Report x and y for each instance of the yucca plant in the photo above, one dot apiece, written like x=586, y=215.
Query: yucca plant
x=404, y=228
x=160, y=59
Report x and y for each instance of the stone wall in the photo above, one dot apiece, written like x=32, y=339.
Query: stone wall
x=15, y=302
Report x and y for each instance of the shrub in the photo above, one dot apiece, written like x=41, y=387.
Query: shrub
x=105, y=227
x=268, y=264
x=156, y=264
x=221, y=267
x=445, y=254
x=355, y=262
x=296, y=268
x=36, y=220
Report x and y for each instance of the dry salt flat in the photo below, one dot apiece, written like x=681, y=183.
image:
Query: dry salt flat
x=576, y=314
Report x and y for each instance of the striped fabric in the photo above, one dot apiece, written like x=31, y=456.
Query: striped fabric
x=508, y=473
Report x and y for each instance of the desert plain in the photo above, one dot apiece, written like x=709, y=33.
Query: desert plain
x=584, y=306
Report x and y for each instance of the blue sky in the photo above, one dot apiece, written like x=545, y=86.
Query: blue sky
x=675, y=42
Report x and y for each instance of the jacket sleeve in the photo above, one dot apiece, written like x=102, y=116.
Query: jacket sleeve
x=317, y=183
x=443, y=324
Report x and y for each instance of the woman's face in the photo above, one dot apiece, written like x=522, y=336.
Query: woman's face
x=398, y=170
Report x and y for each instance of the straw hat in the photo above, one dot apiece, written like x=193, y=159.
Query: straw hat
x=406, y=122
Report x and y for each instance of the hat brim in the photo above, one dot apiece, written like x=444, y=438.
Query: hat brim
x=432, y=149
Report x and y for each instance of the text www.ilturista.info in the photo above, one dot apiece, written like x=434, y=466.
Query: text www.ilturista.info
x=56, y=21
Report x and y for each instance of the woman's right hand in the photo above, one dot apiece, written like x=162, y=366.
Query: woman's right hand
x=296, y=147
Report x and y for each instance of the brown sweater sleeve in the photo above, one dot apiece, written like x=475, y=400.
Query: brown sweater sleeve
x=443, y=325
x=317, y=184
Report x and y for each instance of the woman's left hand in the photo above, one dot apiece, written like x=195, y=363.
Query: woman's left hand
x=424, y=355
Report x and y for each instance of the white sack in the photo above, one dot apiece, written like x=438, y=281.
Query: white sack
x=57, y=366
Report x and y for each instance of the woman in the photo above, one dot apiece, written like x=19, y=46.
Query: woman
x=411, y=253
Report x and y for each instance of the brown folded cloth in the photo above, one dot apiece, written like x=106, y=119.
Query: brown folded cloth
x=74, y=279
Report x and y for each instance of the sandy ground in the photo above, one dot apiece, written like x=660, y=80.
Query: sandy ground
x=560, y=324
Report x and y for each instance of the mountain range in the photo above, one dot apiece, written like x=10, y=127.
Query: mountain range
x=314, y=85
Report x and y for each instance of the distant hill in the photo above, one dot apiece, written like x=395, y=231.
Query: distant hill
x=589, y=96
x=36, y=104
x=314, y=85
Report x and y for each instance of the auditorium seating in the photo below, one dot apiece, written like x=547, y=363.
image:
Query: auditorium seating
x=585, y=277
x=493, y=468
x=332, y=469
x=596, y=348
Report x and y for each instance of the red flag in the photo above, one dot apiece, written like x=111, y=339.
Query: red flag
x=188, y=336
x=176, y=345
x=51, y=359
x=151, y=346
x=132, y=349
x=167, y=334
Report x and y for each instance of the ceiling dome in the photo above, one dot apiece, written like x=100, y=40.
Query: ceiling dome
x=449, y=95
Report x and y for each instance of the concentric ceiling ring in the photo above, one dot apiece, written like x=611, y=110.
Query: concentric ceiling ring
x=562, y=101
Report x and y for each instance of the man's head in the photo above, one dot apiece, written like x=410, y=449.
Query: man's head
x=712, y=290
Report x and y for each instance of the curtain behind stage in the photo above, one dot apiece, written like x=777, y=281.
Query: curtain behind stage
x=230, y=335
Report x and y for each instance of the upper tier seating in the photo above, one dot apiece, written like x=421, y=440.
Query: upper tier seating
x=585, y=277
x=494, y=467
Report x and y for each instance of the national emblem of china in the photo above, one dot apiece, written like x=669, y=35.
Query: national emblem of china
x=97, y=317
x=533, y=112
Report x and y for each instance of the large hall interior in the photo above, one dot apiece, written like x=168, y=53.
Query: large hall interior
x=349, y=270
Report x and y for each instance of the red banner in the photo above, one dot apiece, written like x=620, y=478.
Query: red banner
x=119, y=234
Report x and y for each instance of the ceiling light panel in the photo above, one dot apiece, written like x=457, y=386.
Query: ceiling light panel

========================

**YOUR TASK**
With every line intact, output the listing above exactly.

**ANSWER TO THIS TASK**
Report x and y for each instance of the yucca plant in the photo above, one dot apiece, written like x=586, y=215.
Query: yucca plant
x=404, y=228
x=160, y=59
Report x and y for each instance of the stone wall in the photo above, one dot apiece, written like x=32, y=339.
Query: stone wall
x=15, y=302
Report x and y for each instance of the shrub in the photo above, one dot apiece, written like x=41, y=387.
Query: shrub
x=105, y=227
x=268, y=264
x=156, y=264
x=221, y=267
x=445, y=254
x=355, y=262
x=296, y=268
x=36, y=220
Report x and y for each instance of the dry salt flat in the photo below, one dot apiece, written like x=681, y=183.
image:
Query: dry salt flat
x=576, y=314
Report x and y for each instance of the striped fabric in the photo above, one dot apiece, written like x=31, y=456.
Query: striped fabric
x=508, y=473
Report x and y for each instance of the desert plain in the photo above, one dot apiece, written like x=709, y=33.
Query: desert plain
x=584, y=306
Report x and y for each instance of the blue sky in the photo above, one dot apiece, written like x=545, y=86.
Query: blue sky
x=675, y=42
Report x and y for each instance of the jacket sleeve in the photo above, one dot apiece, written like x=102, y=116.
Query: jacket sleeve
x=317, y=183
x=443, y=324
Report x and y for each instance of the woman's face in the photo above, one dot apiece, written like x=522, y=336.
Query: woman's face
x=398, y=170
Report x and y for each instance of the straw hat in the photo above, one dot apiece, written like x=193, y=159.
Query: straw hat
x=406, y=122
Report x and y for each instance of the hat brim in the photo above, one dot apiece, written like x=444, y=438.
Query: hat brim
x=432, y=149
Report x and y for each instance of the text www.ilturista.info in the photo above, one dot apiece, written like x=434, y=466.
Query: text www.ilturista.info
x=56, y=21
Report x and y for each instance of the woman's right hand in the photo above, one dot apiece, written like x=162, y=366.
Query: woman's right hand
x=296, y=147
Report x and y for each instance of the brown sweater sleeve in the photo above, one dot apiece, written like x=475, y=400.
Query: brown sweater sleeve
x=443, y=325
x=317, y=184
Report x and y for each instance of the woman's left hand in the photo above, one dot apiece, written like x=195, y=363.
Query: woman's left hand
x=424, y=355
Report x and y for each instance of the white sack in the photo above, one dot apiece, written like x=438, y=281.
Query: white sack
x=57, y=366
Report x and y for each instance of the woman in the photo above, one dot apiece, written like x=19, y=46.
Query: woman
x=411, y=253
Report x and y for each instance of the brown folded cloth in the photo above, one dot apiece, written like x=106, y=119.
Query: brown folded cloth
x=74, y=279
Report x and y for each instance of the sandy ground in the photo above, one dot apiece, written like x=660, y=80.
Query: sandy ground
x=560, y=324
Report x and y for each instance of the mountain range in the photo above, one dot apiece, written like x=10, y=127.
Query: mountain range
x=314, y=85
Report x and y for each instance of the distant hill in the photo above, one dot apiece, written like x=395, y=231.
Query: distant hill
x=589, y=96
x=36, y=104
x=314, y=85
Report x and y for each instance of the auditorium seating in the photo below, one dot apiece, written like x=547, y=363.
image:
Query: auditorium seating
x=585, y=277
x=493, y=468
x=332, y=469
x=596, y=348
Report x and y for each instance of the red flag in the photo above, one dot apiece, written like x=111, y=339.
Query: red flag
x=188, y=336
x=176, y=345
x=51, y=359
x=151, y=346
x=132, y=349
x=167, y=334
Report x and y for each instance of the ceiling dome in the photo above, one dot apiece, written like x=100, y=40.
Query: ceiling dome
x=449, y=95
Report x and y for each instance of the concentric ceiling ring in the photo above, one dot apiece, written like x=611, y=110.
Query: concentric ceiling ring
x=562, y=101
Report x and y for each instance of the man's head in the photo above, one dot apiece, written like x=410, y=449.
Query: man's head
x=712, y=290
Report x and y for each instance of the curtain behind stage in the photo above, one dot apiece, written like x=777, y=281.
Query: curtain behind stage
x=230, y=335
Report x and y for each instance of the upper tier seating in the photo above, one dot apiece, written like x=421, y=440.
Query: upper tier seating
x=585, y=277
x=494, y=467
Report x and y for each instance of the national emblem of china in the photo above, one dot apiece, written like x=669, y=35.
Query: national emblem of china
x=97, y=317
x=533, y=112
Report x and y for each instance of the large hall interior in the photo above, one dot apiece, written like x=168, y=53.
Query: large hall interior
x=349, y=270
Report x and y for each instance of the red banner in the photo above, one dot apiece, written like x=620, y=478.
Query: red banner
x=119, y=234
Report x and y for each instance of the ceiling light panel in the photo above, one dot apiece, written like x=457, y=386.
Query: ceiling light panel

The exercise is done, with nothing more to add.